Extract every entry word for word. Skip the pictures.

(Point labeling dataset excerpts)

= = = = = = =

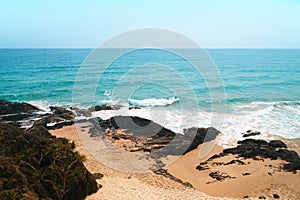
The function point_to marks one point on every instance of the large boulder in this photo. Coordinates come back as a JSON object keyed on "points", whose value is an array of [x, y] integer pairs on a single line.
{"points": [[36, 165]]}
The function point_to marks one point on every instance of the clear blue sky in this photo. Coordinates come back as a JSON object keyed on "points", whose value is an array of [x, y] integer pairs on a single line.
{"points": [[211, 23]]}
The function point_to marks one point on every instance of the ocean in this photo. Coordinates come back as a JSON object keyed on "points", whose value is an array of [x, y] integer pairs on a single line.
{"points": [[261, 87]]}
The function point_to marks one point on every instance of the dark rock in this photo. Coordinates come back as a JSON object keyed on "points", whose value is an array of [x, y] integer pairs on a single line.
{"points": [[246, 174], [277, 144], [104, 107], [34, 165], [148, 136], [134, 107], [7, 107], [166, 174], [251, 133], [259, 149]]}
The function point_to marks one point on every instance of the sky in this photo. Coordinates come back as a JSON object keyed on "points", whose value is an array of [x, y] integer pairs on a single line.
{"points": [[211, 23]]}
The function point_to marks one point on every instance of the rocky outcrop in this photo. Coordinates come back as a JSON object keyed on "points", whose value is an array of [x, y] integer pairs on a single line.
{"points": [[138, 134], [15, 111], [251, 133], [258, 150], [36, 165], [60, 117], [7, 107]]}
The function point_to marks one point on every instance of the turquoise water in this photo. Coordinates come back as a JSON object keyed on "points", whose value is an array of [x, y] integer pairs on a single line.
{"points": [[249, 75], [262, 86]]}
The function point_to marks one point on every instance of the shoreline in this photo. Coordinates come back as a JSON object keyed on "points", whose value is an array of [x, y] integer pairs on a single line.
{"points": [[285, 184], [201, 166], [121, 185]]}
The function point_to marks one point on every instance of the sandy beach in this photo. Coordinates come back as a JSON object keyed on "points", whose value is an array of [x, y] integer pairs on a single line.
{"points": [[120, 185], [256, 179]]}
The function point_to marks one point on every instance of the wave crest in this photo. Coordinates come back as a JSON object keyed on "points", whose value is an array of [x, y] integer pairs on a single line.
{"points": [[153, 102]]}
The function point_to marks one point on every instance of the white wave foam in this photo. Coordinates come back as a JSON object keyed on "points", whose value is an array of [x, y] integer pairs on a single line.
{"points": [[153, 102]]}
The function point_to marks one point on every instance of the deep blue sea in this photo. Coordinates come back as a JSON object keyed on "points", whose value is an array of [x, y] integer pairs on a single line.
{"points": [[261, 86]]}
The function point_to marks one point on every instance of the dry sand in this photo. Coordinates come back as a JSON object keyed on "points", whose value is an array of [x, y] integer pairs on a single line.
{"points": [[122, 185], [264, 178]]}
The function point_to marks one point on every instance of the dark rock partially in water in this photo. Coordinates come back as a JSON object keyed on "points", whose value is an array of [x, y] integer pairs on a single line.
{"points": [[15, 111], [36, 165], [60, 117], [134, 107], [251, 133], [148, 136], [7, 107]]}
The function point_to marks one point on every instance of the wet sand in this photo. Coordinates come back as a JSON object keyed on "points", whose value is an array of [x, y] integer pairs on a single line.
{"points": [[121, 185], [263, 179]]}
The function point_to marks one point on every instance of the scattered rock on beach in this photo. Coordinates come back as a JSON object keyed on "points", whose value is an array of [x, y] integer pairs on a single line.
{"points": [[220, 176], [259, 150]]}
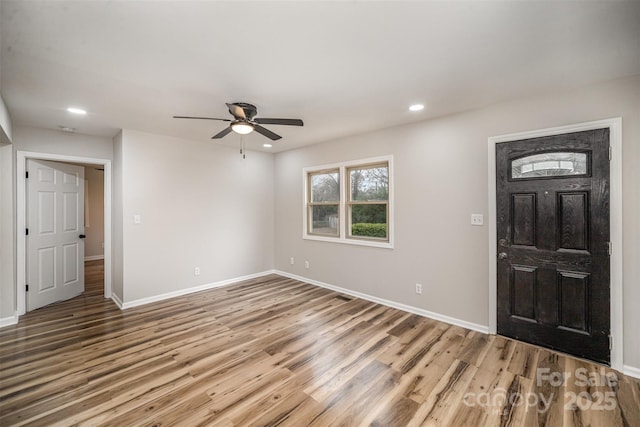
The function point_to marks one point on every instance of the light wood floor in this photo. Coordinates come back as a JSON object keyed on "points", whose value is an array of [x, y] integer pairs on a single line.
{"points": [[275, 351]]}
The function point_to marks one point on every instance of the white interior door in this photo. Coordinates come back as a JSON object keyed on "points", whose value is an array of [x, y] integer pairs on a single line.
{"points": [[55, 223]]}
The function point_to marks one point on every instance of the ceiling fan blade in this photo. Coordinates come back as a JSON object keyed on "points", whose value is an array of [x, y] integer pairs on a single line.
{"points": [[237, 111], [288, 122], [201, 118], [222, 133], [266, 132]]}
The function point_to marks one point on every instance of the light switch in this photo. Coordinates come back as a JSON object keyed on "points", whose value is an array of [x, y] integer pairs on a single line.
{"points": [[477, 219]]}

= = = = = = =

■ **Answer to the task**:
The function point_to marks one point on every instance of the large boulder in this photo. Coordinates come back as a JSON object keyed on "points", whose value is an array of [x, y] integer pairs on a single line.
{"points": [[36, 165]]}
The function point_to marks one point on every instance of the clear blue sky in this photo. Coordinates come back as a JSON object keyed on "points", whose value is an array of [x, y] integer pairs on a single line.
{"points": [[211, 23]]}
The function point_to marks one point on every instance of the ocean in this photo. Coordinates come back as a JSON object keyed on "points", whose value is an array of [x, y] integer pairs on a single line.
{"points": [[261, 87]]}
The function point_to marks one point on every instance of the dark rock in this photo. Coordinates come back as a JSON object keyed on "points", whose value is an array of [x, y] integer pairs on a single line.
{"points": [[246, 174], [277, 144], [104, 107], [34, 165], [148, 136], [134, 107], [7, 107], [166, 174], [251, 133], [259, 149]]}
The function point_to marks one point on every instance of the sky in this photo. Coordinates come back as a JSON object keyed on "points", whose value is an array of [x, y] integer pairs on a single line.
{"points": [[211, 23]]}
The function point_to marks one point on every instance of the rocky outcrop in this photo. Coordinates come back as a JSON object keyed on "points", whose value is an array of [x, y] integer pairs on a single line.
{"points": [[138, 134], [15, 111], [251, 133], [258, 150], [36, 165], [60, 117], [7, 107]]}
The function point_to marks one point on every instance of the turquoise water in this photo. Coordinates come back as a JSON object keyed on "points", whose value is an array of [x, y] integer pairs on a single line.
{"points": [[249, 75], [262, 86]]}
The function point_to marks one point on every instance of the shoreline in this photo. Coordinates come back as a JSON object keyed on "points", whose value is an array of [x, y] integer pairs on a single line.
{"points": [[285, 184], [201, 166], [121, 185]]}
The function point_to marks one point on every instance of the sandy beach in this photo. Coordinates come back as a JSON object keyed on "points", whose value is an array of [x, y] integer pairs on a single line.
{"points": [[120, 185], [256, 179]]}
The function point_to marks one point on every instance of the wave crest in this photo. Coordinates come back as a JSON object keyed on "points", whose value is an array of [x, y] integer pairs on a single line.
{"points": [[153, 102]]}
The function point_to marks one point on every instance of the white wave foam in this photo. Coordinates come back as a JSON object keyed on "points", whose value is an array of [x, y] integer pairs on a single line.
{"points": [[153, 102]]}
The function point_to marks one point on every instance of the deep blue sea in this photo. Coordinates come back as a JSON object keyed on "points", whose value is an array of [x, y] integer pairs on a single line.
{"points": [[261, 86]]}
The function point_to marks one point on every instance of the dry sand in this photo. Coordinates come back as a JSON object keyed on "points", whose value is an array of [x, y] integer pairs on a single line.
{"points": [[122, 185], [264, 178]]}
The function point_to marks one point on every instance of the dark rock partially in water in this photo. Coordinates come back as a JSON object keyed on "points", whose value is an array of [x, y] integer pairs on a single line.
{"points": [[15, 111], [36, 165], [60, 117], [134, 107], [251, 133], [148, 136], [7, 107]]}
The function point_to marks one point on every instance of the wet sand in this photo. Coordinates come back as a JSON object keyed on "points", whose value is an array of [x, y] integer pairs on a single line.
{"points": [[121, 185], [263, 179]]}
The function point_to marks one point on every instance of the scattered rock on beach in this photo. Coordinates come back as a JSON object keyed on "points", whose value is an array of [x, y] integer pairs on a single line.
{"points": [[220, 176], [259, 150]]}
The function point_to marks one point on every instance of the light wood floor in this photo. Coordinates come back as a JSON object keyed on "points", whose value is an array of [x, y] integer pairs on a single line.
{"points": [[275, 351]]}
The function point_to marks one point on every instance of the white interior door in this photo. Coordinates come back as a JSON object keyed on "points", whose value is an array of [x, y] integer pairs on a single line.
{"points": [[55, 223]]}
The function point_to marks one point on every instance of the ceiling fan blade in this photo. Coordinates come back as a JSON object keyed on "points", whose value is an array of [x, y] integer pairs on a single line.
{"points": [[237, 111], [288, 122], [201, 118], [222, 133], [266, 132]]}
The function point_to marks one point on every instance of the light switch in this photo. Coordinates come back as a JSON object keyed on "points", whose value is an array of [x, y] integer pairs on a single line.
{"points": [[477, 219]]}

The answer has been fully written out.